§ **EXERCISE DETAILS**: Find every line of the listing below that contains the string "throughout", matching case exactly, and copy each of those lines.

§ **EXTRACTED ENTRIES**:
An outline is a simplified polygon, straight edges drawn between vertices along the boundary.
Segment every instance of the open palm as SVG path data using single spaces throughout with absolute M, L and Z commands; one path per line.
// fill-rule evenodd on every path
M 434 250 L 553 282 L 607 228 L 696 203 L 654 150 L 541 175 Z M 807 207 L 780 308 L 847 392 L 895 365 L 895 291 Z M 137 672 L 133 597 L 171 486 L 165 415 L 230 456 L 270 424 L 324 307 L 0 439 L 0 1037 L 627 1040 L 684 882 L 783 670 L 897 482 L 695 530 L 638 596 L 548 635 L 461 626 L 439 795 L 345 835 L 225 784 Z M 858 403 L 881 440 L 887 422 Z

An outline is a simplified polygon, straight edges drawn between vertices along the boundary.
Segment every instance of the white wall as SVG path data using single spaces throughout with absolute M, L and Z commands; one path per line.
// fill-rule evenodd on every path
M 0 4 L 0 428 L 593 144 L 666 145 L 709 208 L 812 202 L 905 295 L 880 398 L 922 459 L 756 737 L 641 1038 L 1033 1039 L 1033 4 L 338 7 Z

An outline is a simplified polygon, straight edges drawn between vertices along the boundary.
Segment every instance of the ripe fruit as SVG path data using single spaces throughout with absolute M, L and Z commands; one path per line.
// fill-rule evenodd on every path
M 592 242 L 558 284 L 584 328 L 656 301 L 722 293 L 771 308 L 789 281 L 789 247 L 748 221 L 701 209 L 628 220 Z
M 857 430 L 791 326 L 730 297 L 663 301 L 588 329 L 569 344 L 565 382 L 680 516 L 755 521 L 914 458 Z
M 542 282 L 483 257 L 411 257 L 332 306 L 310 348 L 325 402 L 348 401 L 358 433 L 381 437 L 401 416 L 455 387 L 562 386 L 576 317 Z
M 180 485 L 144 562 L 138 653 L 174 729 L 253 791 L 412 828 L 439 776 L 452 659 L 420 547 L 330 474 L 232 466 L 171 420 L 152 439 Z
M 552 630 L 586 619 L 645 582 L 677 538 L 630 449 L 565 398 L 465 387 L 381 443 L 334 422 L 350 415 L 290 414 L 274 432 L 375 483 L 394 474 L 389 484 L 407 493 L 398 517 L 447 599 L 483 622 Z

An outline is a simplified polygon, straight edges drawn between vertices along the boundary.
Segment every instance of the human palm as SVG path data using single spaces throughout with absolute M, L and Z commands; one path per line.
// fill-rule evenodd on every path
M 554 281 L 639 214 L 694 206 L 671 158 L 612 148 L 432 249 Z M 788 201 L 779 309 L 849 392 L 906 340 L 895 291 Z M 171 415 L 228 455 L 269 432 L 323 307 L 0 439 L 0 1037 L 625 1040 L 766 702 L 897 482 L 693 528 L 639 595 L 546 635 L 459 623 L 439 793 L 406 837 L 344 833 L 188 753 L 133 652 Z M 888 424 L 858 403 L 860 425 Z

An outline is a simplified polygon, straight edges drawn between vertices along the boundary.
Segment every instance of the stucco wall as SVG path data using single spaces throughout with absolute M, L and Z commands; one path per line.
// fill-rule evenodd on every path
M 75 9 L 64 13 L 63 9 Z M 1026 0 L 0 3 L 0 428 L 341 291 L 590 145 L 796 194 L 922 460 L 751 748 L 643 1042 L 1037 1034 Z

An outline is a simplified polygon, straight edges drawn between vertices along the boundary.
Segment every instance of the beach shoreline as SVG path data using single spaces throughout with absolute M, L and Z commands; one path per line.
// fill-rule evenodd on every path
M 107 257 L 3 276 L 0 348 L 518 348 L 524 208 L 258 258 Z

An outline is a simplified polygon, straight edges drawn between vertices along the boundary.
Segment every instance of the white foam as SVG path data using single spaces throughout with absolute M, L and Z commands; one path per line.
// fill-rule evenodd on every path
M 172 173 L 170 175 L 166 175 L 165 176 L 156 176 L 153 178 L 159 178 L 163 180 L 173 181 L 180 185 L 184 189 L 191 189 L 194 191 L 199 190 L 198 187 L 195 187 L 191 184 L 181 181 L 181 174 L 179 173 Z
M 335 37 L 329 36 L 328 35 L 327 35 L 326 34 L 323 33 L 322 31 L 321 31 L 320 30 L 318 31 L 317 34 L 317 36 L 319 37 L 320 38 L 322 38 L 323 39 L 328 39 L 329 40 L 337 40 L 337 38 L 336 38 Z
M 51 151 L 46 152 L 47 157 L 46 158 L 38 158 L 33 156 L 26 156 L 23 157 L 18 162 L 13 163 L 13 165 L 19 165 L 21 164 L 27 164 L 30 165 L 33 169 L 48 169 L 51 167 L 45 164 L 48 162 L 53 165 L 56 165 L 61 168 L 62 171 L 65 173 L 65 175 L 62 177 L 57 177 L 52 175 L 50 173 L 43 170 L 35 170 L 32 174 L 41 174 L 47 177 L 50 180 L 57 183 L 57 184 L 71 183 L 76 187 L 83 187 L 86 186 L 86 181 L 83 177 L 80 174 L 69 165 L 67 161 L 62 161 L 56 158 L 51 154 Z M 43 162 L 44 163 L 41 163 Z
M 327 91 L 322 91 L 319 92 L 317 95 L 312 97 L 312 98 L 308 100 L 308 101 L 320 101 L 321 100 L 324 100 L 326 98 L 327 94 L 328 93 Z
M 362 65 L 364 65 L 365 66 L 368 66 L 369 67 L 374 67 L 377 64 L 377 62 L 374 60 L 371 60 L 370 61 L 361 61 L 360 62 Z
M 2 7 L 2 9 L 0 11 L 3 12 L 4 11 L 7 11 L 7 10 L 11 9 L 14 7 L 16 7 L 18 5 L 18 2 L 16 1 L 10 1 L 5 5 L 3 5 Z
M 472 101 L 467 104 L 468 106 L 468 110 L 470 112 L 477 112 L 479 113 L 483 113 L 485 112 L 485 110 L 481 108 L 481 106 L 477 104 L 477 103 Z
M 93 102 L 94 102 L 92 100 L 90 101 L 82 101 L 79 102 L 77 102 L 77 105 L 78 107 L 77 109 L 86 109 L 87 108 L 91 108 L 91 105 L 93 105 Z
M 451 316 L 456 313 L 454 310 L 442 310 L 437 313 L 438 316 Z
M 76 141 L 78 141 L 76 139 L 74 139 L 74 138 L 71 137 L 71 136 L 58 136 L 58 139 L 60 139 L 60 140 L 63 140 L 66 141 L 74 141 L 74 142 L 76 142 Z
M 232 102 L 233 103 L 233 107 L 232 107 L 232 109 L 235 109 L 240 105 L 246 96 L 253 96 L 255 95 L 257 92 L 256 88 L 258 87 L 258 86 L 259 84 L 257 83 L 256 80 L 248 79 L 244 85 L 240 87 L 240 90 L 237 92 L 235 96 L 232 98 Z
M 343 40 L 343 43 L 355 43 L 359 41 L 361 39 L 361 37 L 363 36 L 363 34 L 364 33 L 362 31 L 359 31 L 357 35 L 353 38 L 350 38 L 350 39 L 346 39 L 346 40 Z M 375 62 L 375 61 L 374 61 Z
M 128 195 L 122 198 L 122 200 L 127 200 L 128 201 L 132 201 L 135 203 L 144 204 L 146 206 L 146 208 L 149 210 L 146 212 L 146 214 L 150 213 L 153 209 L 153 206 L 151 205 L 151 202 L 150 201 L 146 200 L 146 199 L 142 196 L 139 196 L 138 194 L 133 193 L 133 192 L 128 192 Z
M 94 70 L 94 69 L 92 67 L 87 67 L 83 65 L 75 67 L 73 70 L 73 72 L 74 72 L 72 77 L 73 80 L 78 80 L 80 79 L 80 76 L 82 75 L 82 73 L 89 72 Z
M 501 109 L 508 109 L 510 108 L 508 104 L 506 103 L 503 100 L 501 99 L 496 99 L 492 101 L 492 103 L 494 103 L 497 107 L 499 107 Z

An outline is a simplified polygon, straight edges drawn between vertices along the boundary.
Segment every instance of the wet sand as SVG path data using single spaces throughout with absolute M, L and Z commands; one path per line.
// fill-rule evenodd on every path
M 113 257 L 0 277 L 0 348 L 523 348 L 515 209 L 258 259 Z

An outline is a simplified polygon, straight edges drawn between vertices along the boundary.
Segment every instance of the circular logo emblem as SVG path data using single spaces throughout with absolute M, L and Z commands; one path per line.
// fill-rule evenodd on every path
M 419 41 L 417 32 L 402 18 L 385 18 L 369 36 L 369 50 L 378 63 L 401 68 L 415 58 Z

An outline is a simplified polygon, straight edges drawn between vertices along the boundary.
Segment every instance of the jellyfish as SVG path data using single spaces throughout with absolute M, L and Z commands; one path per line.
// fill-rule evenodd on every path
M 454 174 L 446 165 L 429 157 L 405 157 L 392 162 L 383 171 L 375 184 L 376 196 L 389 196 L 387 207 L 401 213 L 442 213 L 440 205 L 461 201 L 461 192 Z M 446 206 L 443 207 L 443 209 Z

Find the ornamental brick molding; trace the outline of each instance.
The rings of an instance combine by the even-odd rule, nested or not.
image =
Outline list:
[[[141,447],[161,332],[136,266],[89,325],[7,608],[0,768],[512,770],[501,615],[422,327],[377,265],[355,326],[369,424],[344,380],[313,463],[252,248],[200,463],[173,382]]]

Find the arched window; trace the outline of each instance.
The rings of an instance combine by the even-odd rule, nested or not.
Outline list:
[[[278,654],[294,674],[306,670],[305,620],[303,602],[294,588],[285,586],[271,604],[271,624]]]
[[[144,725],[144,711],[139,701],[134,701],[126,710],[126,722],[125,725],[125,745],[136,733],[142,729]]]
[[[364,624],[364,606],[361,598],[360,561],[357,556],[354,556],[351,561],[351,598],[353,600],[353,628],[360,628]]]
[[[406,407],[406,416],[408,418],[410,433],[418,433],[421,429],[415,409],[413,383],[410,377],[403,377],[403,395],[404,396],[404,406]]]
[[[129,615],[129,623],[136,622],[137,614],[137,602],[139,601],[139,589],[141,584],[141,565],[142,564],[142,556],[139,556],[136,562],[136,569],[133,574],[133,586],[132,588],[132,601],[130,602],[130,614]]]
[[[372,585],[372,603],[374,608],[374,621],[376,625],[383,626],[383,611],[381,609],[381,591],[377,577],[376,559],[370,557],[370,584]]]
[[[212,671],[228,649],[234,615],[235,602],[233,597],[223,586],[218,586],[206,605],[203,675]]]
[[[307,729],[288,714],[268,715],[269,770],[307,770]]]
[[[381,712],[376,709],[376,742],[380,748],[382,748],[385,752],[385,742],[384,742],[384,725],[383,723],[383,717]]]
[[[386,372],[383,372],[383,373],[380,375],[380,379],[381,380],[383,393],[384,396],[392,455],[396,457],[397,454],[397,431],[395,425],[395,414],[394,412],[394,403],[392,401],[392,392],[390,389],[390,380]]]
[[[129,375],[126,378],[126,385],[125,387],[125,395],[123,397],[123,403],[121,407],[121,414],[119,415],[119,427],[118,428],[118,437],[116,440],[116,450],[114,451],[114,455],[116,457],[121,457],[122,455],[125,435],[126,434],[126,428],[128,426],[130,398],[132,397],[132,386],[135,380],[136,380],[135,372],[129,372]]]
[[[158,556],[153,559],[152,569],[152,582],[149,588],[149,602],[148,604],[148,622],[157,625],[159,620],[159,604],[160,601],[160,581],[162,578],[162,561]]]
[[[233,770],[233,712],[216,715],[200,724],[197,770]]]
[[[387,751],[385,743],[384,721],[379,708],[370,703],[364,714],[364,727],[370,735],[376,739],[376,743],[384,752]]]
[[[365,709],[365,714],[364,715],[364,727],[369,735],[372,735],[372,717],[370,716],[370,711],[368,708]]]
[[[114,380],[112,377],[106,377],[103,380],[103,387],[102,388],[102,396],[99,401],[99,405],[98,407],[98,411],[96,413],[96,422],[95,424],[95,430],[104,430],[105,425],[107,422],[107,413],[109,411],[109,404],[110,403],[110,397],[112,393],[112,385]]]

§ **TASK SOLUTION**:
Segment every instance of the open palm as SVG path data using single spaces throughout with absolute M, L and Z commands; one path per line.
Segment every instance of the white wall as SVG path data using single spaces throughout with absolute M, L and Z commands; one path per line.
Segment every instance of the ripe fruit as SVG path data using single spaces throughout with absolute M, L and Z commands; one path per line.
Segment every instance of the human palm as SVG path data using single spaces throughout with absolute M, L and Z commands; one path per line.
Segment every instance of the stucco wall as SVG path data using single spaces throughout with absolute M, L and Z commands; one path per line.
Segment every instance of the beach shoreline as SVG path data using single spaces throughout with absolute M, L and Z commands; one path per line.
Segment every instance of the white foam as SVG path data using single spaces throughout with absolute M, L and Z commands; one path per line.
Segment every instance of the wet sand as SVG path data using single spaces throughout with absolute M, L and Z commands; one path per line.
Segment every instance of the circular logo emblem as SVG path data using single spaces throughout with absolute M, L and Z commands; one path per line.
Segment every instance of the jellyfish as SVG path data using single spaces throughout with absolute M, L and Z commands; one path per line.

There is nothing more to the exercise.